Problem description:
Your response must be the entire set of entries, reproduced word for word.

Material to process:
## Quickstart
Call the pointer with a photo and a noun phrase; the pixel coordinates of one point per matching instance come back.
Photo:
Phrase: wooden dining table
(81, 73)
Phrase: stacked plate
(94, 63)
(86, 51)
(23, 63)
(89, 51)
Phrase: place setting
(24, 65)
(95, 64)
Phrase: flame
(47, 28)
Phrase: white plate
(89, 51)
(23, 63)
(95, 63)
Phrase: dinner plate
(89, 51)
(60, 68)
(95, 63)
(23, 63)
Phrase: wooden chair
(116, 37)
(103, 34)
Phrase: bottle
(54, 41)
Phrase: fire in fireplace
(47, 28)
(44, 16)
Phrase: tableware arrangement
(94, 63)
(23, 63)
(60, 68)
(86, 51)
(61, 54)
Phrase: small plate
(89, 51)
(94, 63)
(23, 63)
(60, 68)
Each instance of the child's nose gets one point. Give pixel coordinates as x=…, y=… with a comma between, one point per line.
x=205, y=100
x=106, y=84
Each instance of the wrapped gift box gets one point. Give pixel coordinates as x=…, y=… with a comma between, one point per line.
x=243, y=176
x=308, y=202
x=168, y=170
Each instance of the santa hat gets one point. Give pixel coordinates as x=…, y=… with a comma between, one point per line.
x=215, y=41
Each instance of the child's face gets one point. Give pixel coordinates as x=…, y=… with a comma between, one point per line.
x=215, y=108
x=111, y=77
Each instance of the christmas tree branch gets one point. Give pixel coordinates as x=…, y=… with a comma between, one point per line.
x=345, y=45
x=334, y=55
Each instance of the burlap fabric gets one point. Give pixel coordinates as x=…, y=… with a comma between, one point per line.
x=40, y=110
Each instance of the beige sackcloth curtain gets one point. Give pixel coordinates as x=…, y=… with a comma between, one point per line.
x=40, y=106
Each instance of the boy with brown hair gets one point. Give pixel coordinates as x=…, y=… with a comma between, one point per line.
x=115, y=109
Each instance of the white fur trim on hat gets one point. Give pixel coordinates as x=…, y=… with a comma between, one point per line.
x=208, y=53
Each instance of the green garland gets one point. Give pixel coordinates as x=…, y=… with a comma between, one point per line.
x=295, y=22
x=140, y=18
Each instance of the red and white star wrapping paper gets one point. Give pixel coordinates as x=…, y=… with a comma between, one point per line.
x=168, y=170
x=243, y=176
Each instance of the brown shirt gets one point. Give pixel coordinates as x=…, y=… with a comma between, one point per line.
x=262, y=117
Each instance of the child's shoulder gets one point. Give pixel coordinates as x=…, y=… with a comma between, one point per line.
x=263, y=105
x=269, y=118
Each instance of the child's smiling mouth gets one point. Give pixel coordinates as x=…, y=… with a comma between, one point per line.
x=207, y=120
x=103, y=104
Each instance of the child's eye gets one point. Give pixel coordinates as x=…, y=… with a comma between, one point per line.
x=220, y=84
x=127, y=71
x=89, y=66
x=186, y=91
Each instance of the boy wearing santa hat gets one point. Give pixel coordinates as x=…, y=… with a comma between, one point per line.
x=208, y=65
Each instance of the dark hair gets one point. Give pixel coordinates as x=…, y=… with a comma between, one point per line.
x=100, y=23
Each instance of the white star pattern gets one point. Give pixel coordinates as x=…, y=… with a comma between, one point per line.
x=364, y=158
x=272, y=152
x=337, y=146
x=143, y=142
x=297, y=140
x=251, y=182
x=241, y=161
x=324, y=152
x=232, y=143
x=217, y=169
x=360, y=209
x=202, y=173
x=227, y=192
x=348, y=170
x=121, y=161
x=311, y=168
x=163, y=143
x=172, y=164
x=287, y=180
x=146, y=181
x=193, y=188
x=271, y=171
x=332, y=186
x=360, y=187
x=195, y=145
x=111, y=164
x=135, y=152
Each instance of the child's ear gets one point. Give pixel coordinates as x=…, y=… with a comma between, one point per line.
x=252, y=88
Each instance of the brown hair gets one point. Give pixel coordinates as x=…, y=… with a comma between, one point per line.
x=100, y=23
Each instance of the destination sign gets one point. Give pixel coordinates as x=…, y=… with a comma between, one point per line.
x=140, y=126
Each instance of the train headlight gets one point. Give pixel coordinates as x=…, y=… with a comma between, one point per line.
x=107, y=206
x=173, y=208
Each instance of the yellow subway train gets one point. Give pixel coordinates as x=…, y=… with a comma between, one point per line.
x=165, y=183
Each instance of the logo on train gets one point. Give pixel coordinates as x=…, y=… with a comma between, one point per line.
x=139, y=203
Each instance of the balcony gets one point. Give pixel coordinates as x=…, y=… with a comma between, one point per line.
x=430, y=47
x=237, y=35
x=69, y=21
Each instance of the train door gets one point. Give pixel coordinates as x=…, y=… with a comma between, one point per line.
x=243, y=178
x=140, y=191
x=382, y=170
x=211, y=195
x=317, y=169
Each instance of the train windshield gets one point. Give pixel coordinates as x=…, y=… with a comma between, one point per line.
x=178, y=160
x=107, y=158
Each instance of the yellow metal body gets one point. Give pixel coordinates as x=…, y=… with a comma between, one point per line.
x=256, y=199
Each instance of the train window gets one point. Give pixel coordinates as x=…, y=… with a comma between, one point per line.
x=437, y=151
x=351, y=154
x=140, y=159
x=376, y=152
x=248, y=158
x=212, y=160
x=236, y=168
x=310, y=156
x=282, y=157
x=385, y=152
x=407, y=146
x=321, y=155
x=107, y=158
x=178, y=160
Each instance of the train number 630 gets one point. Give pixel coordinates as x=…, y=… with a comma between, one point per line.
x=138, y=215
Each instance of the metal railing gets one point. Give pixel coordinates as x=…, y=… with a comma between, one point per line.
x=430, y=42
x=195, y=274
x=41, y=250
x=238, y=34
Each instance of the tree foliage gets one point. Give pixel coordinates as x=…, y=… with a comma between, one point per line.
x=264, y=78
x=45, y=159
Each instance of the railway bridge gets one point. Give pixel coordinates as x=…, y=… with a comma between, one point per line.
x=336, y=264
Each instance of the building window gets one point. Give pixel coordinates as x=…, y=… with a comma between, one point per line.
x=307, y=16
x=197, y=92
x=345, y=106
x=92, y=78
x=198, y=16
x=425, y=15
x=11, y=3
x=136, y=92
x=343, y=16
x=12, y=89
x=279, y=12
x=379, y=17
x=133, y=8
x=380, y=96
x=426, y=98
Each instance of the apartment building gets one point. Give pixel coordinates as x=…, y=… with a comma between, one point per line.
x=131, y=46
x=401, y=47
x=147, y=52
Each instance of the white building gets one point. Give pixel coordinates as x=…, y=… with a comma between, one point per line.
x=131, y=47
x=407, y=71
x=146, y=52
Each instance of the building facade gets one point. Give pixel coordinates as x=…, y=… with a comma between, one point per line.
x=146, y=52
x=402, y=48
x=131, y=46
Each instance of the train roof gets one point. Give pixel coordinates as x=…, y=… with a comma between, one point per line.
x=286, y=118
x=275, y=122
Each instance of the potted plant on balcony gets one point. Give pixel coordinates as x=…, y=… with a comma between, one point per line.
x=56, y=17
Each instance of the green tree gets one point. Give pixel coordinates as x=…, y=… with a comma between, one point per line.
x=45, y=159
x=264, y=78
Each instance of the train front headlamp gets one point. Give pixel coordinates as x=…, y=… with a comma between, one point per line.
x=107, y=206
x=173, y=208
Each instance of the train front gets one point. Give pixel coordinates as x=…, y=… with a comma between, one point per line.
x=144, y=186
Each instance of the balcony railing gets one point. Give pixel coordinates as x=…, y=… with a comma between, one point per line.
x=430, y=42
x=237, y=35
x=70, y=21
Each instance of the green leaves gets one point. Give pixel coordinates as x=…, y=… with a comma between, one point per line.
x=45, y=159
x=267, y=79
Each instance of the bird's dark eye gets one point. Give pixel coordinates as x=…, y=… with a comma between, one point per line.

Reply:
## Quickstart
Call the pointer with a photo and a noun phrase; the pixel coordinates of one point per matching instance come back.
Photo:
Phrase: wooden dining table
(81, 73)
Phrase: stacked plate
(94, 63)
(86, 51)
(23, 63)
(89, 51)
Phrase: place setting
(24, 65)
(95, 64)
Phrase: flame
(47, 28)
Phrase: white plate
(89, 51)
(23, 63)
(95, 63)
Phrase: dinner plate
(89, 51)
(60, 68)
(95, 63)
(23, 63)
Phrase: wooden chair
(116, 37)
(103, 34)
Phrase: bottle
(54, 41)
Phrase: fire in fireplace
(47, 28)
(44, 16)
Phrase: tableware arrangement
(94, 63)
(23, 63)
(60, 68)
(86, 51)
(61, 54)
Phrase: small plate
(89, 51)
(94, 63)
(23, 63)
(60, 68)
Each instance of the child's nose gets one point. Give pixel coordinates as x=…, y=… with a comma between, one point per line.
x=205, y=100
x=106, y=84
Each instance of the wrapped gift box gets one point. Give pixel coordinates as x=…, y=… with a comma between, one point per line.
x=243, y=176
x=308, y=202
x=168, y=170
Each instance of the santa hat gets one point. Give pixel coordinates as x=…, y=… with a comma between, one point per line.
x=215, y=41
Each instance of the child's face gets one point. Give pixel coordinates as x=…, y=… with a comma between, one point per line.
x=215, y=108
x=111, y=77
Each instance of the christmas tree branch gets one point. Give pixel coordinates as x=…, y=… with a comma between, one point per line.
x=345, y=45
x=334, y=55
Each instance of the burlap fabric gets one point. Give pixel coordinates as x=…, y=… with a comma between, one point per line.
x=40, y=110
Each instance of the beige sackcloth curtain gets one point. Give pixel coordinates as x=…, y=… with a comma between, one point per line.
x=40, y=106
Each instance of the boy with brown hair gets one point. Give pixel coordinates as x=…, y=… with a comma between, one point per line.
x=115, y=109
Each instance of the white fur trim on hat gets one point. Give pixel coordinates as x=…, y=… with a comma between, one point per line.
x=208, y=53
Each instance of the green garland gets one point. Give pixel coordinates as x=…, y=… with a comma between, one point per line.
x=295, y=22
x=140, y=18
Each instance of the red and white star wrapping paper gets one point. Give pixel coordinates as x=…, y=… with a comma between, one point per line.
x=168, y=170
x=243, y=176
Each instance of the brown shirt gets one point. Give pixel coordinates as x=…, y=… with a comma between, one point per line.
x=262, y=117
Each instance of the child's shoulder gets one point. Give pixel coordinates as x=…, y=… with a comma between, one point per line.
x=263, y=105
x=269, y=118
Each instance of the child's smiling mouth gets one point. Give pixel coordinates as x=…, y=… with a comma between, one point per line.
x=207, y=120
x=103, y=104
Each instance of the child's eye gets one point. Give pixel coordinates as x=…, y=… with a comma between, one point per line.
x=220, y=84
x=127, y=71
x=89, y=66
x=186, y=91
Each instance of the boy wearing santa hat gets one point. Give pixel coordinates as x=…, y=… with a comma between, one point per line.
x=208, y=65
Each instance of the dark hair gets one point. Give pixel coordinates as x=…, y=… with a comma between, one point per line.
x=100, y=23
Each instance of the white star pattern gets one point. Give pixel coordinates as x=…, y=… with a comma between, one point per line.
x=364, y=158
x=272, y=152
x=337, y=146
x=143, y=142
x=297, y=140
x=251, y=182
x=241, y=161
x=324, y=152
x=232, y=143
x=217, y=169
x=360, y=209
x=202, y=173
x=227, y=192
x=348, y=170
x=121, y=161
x=311, y=168
x=163, y=143
x=172, y=164
x=287, y=180
x=146, y=181
x=193, y=188
x=271, y=171
x=332, y=186
x=360, y=187
x=195, y=145
x=111, y=164
x=135, y=152
Each instance of the child's ear gets one point. Give pixel coordinates as x=…, y=… with a comma between, one point per line.
x=252, y=88
Each instance of the brown hair gets one point. Give pixel coordinates as x=…, y=… with a comma between, one point per line.
x=100, y=23
Each instance of the destination sign gets one point. Give pixel coordinates as x=…, y=… with a comma between, one point per line.
x=140, y=126
Each instance of the train headlight gets one point. Give pixel coordinates as x=…, y=… with a comma between, one point per line.
x=107, y=206
x=173, y=208
Each instance of the yellow subway train gets one point. Give pixel coordinates as x=…, y=… with a comma between, one point per line.
x=165, y=183
Each instance of the logo on train gets one point. Give pixel coordinates as x=…, y=… with a comma between, one point per line.
x=139, y=203
Each instance of the balcony gets one point. Give pixel coordinates as x=…, y=… with a comma between, one point per line.
x=430, y=47
x=237, y=35
x=69, y=21
Each instance of the train door gets one point. Give pixel coordinates as x=…, y=… with a comma between, one point per line.
x=243, y=178
x=140, y=191
x=382, y=170
x=211, y=195
x=317, y=169
Each instance of the train windshield gets one point. Give pixel coordinates as x=…, y=… with a comma between, one point per line.
x=178, y=160
x=107, y=158
Each instance of the yellow metal body gets one point. Give pixel coordinates as x=…, y=… with a comma between, one point per line.
x=256, y=199
Each instance of the train window gets one point. Give pixel coordinates as x=…, y=… with a comma between, one point per line.
x=437, y=151
x=351, y=154
x=140, y=159
x=376, y=152
x=248, y=158
x=212, y=160
x=236, y=168
x=310, y=156
x=282, y=157
x=385, y=152
x=407, y=146
x=321, y=155
x=107, y=158
x=178, y=160
Each instance of the train number 630 gets one point. Give pixel coordinates as x=…, y=… with a comma between, one point per line.
x=138, y=215
Each instance of the metal railing gets one point. Give pixel coordinates as x=…, y=… with a comma between, one point per line.
x=430, y=42
x=195, y=274
x=41, y=250
x=238, y=34
Each instance of the tree foliage gets one point. Give pixel coordinates as x=…, y=… with a comma between, one point per line.
x=264, y=78
x=45, y=159
Each instance of the railway bridge gets one point. Give pixel coordinates as x=…, y=… with a comma between, one point per line.
x=336, y=264
Each instance of the building window gets one point. Give pixel coordinates as x=…, y=… with a comma between, one point per line.
x=307, y=16
x=197, y=92
x=345, y=106
x=92, y=78
x=198, y=16
x=425, y=15
x=11, y=3
x=136, y=92
x=343, y=16
x=12, y=89
x=279, y=12
x=379, y=17
x=133, y=8
x=380, y=96
x=426, y=98
Each instance of the apartment building gets one point. Give pixel coordinates as x=…, y=… with a comma between, one point per line.
x=131, y=46
x=401, y=47
x=147, y=52
Each instance of the white building gets one point. Give pixel coordinates as x=…, y=… with a comma between, one point per line.
x=131, y=47
x=407, y=71
x=146, y=52
Each instance of the building facade gets one point. Give pixel coordinates as x=…, y=… with a comma between, one point per line.
x=146, y=52
x=402, y=48
x=131, y=46
Each instance of the train roof gets one point. Give pixel coordinates as x=…, y=… with a comma between, one point per line.
x=286, y=118
x=275, y=122
Each instance of the potted plant on balcony gets one point. Give pixel coordinates as x=…, y=… with a comma between, one point per line.
x=56, y=17
Each instance of the green tree gets one point. Give pixel coordinates as x=…, y=… with a comma between, one point per line.
x=45, y=159
x=264, y=78
Each instance of the train front headlamp gets one point. Give pixel coordinates as x=…, y=… with a comma between, one point per line.
x=107, y=206
x=173, y=208
Each instance of the train front gets one point. Give pixel coordinates as x=…, y=… with a comma between, one point per line.
x=144, y=186
Each instance of the balcony railing gets one point. Give pixel coordinates as x=…, y=… with a comma between, one point per line.
x=430, y=42
x=237, y=35
x=70, y=21
Each instance of the green leaves gets one point. Give pixel coordinates as x=…, y=… with a comma between, one point per line.
x=45, y=159
x=267, y=79
Each instance of the bird's dark eye gets one point. Give pixel coordinates as x=…, y=… with a comma between, one point per line.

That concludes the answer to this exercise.